Your goal » Give back exactly the lines of the data below, starting with the line that has "Box the hillside." and going on through the line that has "Box the green".

Source data »
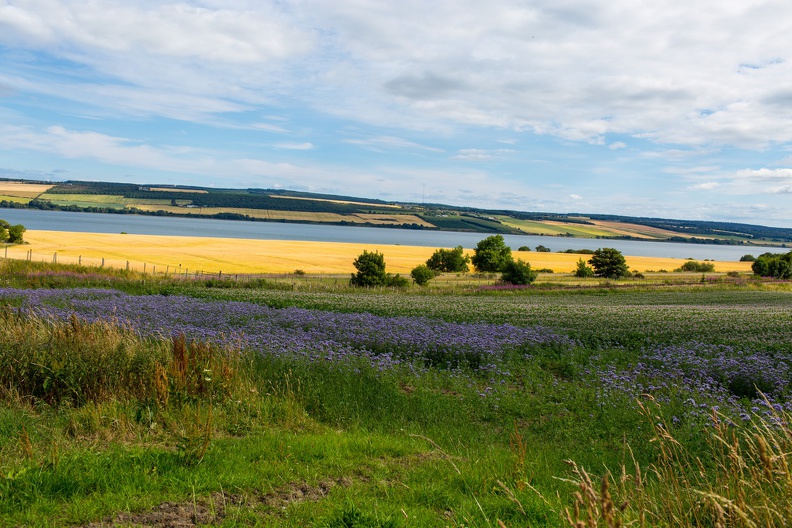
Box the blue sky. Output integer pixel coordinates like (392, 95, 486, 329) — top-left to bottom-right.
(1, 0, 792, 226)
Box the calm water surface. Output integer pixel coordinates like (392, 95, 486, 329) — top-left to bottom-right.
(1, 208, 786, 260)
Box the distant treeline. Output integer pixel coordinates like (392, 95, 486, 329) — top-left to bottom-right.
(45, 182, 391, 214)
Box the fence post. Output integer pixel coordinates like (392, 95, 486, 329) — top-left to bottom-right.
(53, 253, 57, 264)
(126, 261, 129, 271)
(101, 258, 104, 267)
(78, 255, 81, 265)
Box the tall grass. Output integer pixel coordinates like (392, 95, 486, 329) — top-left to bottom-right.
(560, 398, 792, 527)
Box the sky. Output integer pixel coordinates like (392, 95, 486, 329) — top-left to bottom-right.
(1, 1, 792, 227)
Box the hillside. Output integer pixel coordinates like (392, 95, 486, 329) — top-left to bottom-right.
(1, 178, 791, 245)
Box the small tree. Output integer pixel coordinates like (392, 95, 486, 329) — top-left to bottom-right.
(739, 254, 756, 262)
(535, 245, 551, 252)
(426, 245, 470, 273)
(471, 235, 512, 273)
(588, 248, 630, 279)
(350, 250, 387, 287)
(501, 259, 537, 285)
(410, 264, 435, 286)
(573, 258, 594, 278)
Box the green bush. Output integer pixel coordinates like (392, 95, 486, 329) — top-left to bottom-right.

==

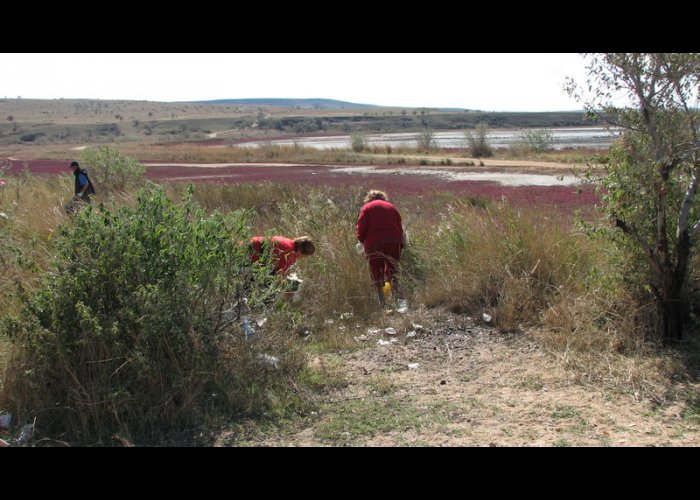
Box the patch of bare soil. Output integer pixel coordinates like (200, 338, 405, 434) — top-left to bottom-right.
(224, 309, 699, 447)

Solution for this task »
Box the hillside. Output integer pixel coordinates like (392, 95, 486, 329) — top-left to bottom-right.
(1, 178, 791, 245)
Box the small tree. Output integer pixel coordinates like (392, 95, 486, 329) — top-left to bottom-right.
(739, 254, 756, 262)
(535, 245, 551, 252)
(426, 245, 470, 273)
(471, 235, 512, 273)
(588, 248, 630, 279)
(350, 250, 387, 287)
(501, 259, 537, 285)
(410, 264, 435, 286)
(573, 258, 594, 278)
Box the green bush. Output integer pixel coordinates like (392, 95, 486, 329) — top-left to bottom-right.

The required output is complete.